Copy out every line from the one containing "Every instance of the motorcycle front" up to and including the final line, including the lines that carry no coordinates, and add 19 to each coordinate value.

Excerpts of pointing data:
·····
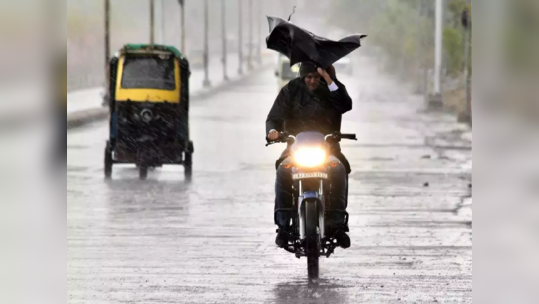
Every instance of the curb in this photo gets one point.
(82, 118)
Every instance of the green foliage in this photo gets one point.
(405, 30)
(454, 49)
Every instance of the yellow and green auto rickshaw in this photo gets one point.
(148, 94)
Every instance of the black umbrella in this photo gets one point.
(300, 45)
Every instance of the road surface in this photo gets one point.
(165, 240)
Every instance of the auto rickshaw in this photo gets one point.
(148, 93)
(284, 72)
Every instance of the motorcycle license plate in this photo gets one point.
(310, 175)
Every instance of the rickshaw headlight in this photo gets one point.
(146, 115)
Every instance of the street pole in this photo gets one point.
(162, 21)
(223, 29)
(182, 15)
(259, 30)
(418, 54)
(206, 82)
(466, 22)
(107, 33)
(152, 22)
(240, 37)
(436, 100)
(106, 98)
(250, 56)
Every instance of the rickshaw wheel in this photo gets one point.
(188, 164)
(108, 161)
(188, 161)
(143, 172)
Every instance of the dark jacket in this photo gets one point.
(302, 110)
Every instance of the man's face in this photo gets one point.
(312, 80)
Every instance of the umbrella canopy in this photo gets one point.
(300, 45)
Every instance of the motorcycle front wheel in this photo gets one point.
(312, 249)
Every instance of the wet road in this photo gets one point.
(164, 240)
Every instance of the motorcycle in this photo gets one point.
(310, 152)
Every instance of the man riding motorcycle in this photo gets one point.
(315, 101)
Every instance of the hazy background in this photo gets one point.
(505, 100)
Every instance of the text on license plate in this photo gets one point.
(310, 175)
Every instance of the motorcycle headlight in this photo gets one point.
·····
— SOLUTION TO THIS PROBLEM —
Every instance of the motorcycle front wheel in this photo gets one point.
(331, 268)
Every instance of the wet road in this photo gets one point.
(183, 259)
Every instance of the motorcycle in this photo gets one point.
(329, 171)
Every instance of the man riding motorcycle in this photo gets one point.
(334, 120)
Every instance of the hazy background in this photo gets one point.
(524, 119)
Every instance of the text on license plate in this photo gets one point.
(329, 194)
Every instance of the motorcycle headlight in this photo gets one point.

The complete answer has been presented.